The result should be all the records, exact and complete, without a single picture.

Input for this task START

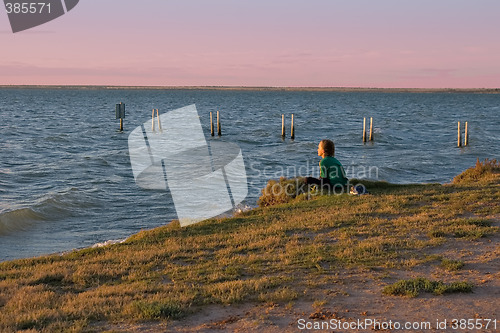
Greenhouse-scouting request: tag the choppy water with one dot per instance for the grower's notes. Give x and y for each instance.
(66, 180)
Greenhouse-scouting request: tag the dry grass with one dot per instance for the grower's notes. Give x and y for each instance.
(271, 254)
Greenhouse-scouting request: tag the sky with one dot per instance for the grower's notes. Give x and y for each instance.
(313, 43)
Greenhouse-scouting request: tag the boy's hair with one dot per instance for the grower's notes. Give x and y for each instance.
(328, 147)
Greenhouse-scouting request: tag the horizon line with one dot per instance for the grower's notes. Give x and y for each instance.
(256, 88)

Input for this task END

• [Answer space]:
Greenhouse-scouting request: tag the choppy water with one dot per instance for the grower's notes. Give x and y for each instance.
(66, 180)
Greenhouse-scouting request: tag the dry grass with one dot per instance for the grower's notes. Give x and y for each instance.
(271, 254)
Greenhouse-scouting request: tag the sky with one dot per instance for the grower's notes. Give x and y for each instance.
(313, 43)
Greenhouse-scouting request: tag the boy's hair with one dot per instance for the grower's notes. Give x and y for each instance.
(328, 147)
Greenhouse-scouting request: tag the horizon line with one dot per instance for the grower's notes. Give x and y for each instance.
(256, 88)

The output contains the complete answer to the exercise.